### Directive:
Starting with the line that has "red roof, and" in it, repeat every line through the last one, word for word, and give nothing more.

### Entries:
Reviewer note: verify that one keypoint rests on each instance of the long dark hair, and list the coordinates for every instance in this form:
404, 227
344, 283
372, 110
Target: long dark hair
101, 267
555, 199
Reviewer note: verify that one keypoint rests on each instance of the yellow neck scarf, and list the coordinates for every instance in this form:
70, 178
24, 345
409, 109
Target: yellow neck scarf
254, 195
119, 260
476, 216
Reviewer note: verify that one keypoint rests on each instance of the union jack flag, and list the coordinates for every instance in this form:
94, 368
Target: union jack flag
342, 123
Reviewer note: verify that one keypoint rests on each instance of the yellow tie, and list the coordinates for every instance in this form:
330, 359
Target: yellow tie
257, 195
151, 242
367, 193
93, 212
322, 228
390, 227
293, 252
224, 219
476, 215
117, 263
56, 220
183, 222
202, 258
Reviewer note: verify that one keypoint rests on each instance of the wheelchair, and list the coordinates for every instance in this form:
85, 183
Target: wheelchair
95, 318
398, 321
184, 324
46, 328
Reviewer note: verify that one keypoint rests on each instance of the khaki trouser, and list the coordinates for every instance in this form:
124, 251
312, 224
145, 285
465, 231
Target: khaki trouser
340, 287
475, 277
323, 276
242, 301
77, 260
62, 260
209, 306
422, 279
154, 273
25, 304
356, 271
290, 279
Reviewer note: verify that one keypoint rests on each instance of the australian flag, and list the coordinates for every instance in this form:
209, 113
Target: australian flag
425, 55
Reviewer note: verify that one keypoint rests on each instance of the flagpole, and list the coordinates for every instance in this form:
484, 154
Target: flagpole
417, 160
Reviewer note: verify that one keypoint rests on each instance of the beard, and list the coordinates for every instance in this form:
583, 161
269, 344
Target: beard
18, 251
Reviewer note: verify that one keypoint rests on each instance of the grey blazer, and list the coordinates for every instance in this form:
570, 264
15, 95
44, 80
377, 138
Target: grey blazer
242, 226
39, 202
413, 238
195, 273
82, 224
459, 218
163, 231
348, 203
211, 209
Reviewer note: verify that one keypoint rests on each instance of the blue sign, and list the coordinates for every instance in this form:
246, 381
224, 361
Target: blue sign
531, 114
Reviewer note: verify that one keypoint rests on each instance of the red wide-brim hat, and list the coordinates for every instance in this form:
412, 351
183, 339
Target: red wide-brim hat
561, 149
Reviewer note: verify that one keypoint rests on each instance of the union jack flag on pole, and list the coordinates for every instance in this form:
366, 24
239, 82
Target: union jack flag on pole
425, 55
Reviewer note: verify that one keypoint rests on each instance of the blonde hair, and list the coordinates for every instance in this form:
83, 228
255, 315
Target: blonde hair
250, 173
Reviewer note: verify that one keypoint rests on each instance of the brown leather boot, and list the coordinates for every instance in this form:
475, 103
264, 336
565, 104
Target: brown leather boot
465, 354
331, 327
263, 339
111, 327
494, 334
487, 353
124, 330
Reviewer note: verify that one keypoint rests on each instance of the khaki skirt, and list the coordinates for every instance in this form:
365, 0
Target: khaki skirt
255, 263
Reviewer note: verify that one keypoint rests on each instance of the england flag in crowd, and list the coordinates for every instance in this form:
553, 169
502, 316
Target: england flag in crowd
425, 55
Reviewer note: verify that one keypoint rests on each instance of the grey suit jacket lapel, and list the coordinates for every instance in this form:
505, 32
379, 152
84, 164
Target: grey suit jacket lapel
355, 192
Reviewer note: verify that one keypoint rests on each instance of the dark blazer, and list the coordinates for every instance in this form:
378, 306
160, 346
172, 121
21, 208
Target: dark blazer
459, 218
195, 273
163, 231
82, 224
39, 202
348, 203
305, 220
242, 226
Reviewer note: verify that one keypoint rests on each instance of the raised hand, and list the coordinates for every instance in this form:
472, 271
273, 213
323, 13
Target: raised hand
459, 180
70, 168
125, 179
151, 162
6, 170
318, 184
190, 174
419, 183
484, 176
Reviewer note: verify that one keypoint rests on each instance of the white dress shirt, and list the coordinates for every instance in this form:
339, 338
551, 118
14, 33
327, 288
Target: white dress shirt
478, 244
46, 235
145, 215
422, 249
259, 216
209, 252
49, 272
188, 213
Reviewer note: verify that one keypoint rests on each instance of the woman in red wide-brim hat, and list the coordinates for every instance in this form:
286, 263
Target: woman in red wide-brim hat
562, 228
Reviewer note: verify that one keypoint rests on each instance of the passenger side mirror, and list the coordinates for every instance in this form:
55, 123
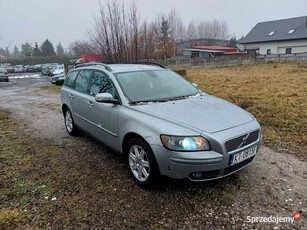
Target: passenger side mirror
106, 98
195, 85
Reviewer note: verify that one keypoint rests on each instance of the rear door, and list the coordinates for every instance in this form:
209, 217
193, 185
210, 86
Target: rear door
80, 102
104, 116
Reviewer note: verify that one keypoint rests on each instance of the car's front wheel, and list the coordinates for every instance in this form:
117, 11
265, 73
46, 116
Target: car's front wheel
141, 162
69, 123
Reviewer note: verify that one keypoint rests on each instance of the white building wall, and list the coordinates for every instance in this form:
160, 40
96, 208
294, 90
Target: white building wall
298, 46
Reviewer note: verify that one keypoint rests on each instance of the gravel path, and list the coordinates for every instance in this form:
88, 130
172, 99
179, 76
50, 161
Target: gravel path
274, 185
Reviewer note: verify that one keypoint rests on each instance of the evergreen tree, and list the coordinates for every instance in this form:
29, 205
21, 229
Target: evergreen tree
16, 53
36, 51
59, 49
232, 42
7, 52
47, 48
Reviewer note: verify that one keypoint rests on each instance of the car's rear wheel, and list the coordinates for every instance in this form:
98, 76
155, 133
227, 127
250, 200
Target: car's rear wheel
69, 123
141, 162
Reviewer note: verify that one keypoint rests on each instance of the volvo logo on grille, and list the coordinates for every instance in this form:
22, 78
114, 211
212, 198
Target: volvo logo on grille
244, 141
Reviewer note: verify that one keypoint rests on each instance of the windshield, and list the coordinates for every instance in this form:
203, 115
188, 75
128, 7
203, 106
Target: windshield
154, 85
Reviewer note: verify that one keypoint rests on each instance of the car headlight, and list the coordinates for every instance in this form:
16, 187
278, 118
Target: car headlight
178, 143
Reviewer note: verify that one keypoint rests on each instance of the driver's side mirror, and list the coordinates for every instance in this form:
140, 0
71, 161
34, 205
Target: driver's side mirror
106, 98
195, 85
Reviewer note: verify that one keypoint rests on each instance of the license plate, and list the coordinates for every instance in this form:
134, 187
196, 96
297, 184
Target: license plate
241, 156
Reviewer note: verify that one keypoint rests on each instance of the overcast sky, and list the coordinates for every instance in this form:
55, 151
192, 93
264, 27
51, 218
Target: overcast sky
69, 20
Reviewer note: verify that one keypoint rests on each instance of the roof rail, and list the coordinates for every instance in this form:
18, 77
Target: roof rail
93, 63
146, 63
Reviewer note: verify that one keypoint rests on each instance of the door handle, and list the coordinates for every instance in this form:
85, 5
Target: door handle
90, 104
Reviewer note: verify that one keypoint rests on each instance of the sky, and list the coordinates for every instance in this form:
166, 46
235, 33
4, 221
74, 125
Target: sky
68, 20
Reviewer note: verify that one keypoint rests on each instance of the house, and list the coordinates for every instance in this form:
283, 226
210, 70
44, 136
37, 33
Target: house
209, 51
286, 36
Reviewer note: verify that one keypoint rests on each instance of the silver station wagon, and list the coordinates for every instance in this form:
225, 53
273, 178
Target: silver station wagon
160, 122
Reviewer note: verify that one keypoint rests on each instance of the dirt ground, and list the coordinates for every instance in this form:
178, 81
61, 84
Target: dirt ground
83, 185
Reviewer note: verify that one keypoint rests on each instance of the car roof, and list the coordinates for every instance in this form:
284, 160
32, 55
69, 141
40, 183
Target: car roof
119, 68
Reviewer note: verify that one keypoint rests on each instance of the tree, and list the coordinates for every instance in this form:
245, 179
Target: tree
59, 49
166, 43
26, 49
36, 51
233, 42
16, 53
79, 48
47, 48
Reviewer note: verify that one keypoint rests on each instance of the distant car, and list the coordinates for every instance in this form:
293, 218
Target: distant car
58, 70
8, 67
19, 69
3, 72
30, 68
58, 79
38, 68
47, 69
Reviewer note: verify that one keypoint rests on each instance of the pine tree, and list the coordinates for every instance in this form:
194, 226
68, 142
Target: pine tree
59, 49
16, 53
36, 51
47, 48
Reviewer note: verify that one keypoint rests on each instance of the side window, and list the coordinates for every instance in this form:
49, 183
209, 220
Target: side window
82, 80
70, 79
101, 83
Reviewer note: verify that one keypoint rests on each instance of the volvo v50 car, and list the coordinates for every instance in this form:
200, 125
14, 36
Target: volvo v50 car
160, 122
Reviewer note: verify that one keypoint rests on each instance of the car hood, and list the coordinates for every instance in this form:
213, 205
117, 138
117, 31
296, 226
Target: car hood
207, 113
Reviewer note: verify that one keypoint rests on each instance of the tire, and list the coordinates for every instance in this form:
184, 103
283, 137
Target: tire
69, 123
141, 163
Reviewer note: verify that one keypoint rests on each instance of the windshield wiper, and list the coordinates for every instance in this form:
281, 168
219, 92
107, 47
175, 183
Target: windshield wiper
146, 101
181, 97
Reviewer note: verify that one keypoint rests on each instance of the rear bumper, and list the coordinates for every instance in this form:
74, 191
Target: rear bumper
199, 166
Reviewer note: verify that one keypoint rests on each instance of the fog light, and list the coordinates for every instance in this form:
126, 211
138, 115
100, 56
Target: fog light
197, 175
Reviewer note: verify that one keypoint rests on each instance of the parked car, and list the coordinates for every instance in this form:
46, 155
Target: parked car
3, 72
8, 67
160, 122
58, 79
19, 69
38, 68
58, 70
48, 68
30, 68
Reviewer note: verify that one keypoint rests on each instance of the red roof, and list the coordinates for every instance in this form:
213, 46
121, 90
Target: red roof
227, 53
222, 48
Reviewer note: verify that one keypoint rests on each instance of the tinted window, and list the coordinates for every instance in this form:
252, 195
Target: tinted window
101, 83
70, 79
82, 81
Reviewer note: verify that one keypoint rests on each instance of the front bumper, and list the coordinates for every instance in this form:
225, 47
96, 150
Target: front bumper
200, 166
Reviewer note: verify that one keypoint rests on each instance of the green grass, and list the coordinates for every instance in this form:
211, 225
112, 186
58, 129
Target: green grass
275, 93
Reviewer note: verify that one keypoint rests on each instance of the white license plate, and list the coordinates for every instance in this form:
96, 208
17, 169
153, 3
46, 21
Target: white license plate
241, 156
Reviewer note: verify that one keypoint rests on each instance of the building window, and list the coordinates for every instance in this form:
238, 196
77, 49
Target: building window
288, 50
291, 31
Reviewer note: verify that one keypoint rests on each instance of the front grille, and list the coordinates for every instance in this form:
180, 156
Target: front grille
237, 166
236, 142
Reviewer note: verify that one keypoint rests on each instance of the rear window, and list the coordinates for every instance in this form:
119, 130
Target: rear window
70, 79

### Task result:
Reviewer note: verify that one keypoint rests on each instance of the red roof, and list the coordinates for every instance in this form:
213, 46
121, 90
Target: red roof
227, 53
222, 48
Reviewer note: verify that one keypoint rests on each instance of the tinted window, and list the coordinates for every instance in this form:
252, 195
Target: tinted window
101, 83
70, 79
82, 81
Reviewer note: verify that one keypoint rests on each instance of the front bumper, and list the coordinates for every instance in this form:
225, 47
96, 150
Target: front bumper
200, 166
Reviewer note: verify that one keypoint rests on each instance of the green grass, and list the coordinates for every instance in this form:
211, 225
112, 186
58, 129
Target: green grass
275, 93
Reviewer note: verify that one keypoint rests on each instance of the white license plate, and list the coordinates for every instance in this form:
96, 208
17, 169
153, 3
46, 21
Target: white license plate
241, 156
Reviewer note: verify that one keypoint rests on each instance of the building window, and list the coordinates for every instance in this form:
238, 196
77, 49
Target: building window
288, 50
291, 31
Reviewer note: verify that one keypoint rests on each instance of the front grille, and list the coordinates for every instance in this form:
180, 156
Target: front grille
237, 166
236, 142
Reviewer note: verify that one keypoint rests on each instance of the rear window, and list the coordinates for every instance in this form:
119, 130
Target: rear window
70, 79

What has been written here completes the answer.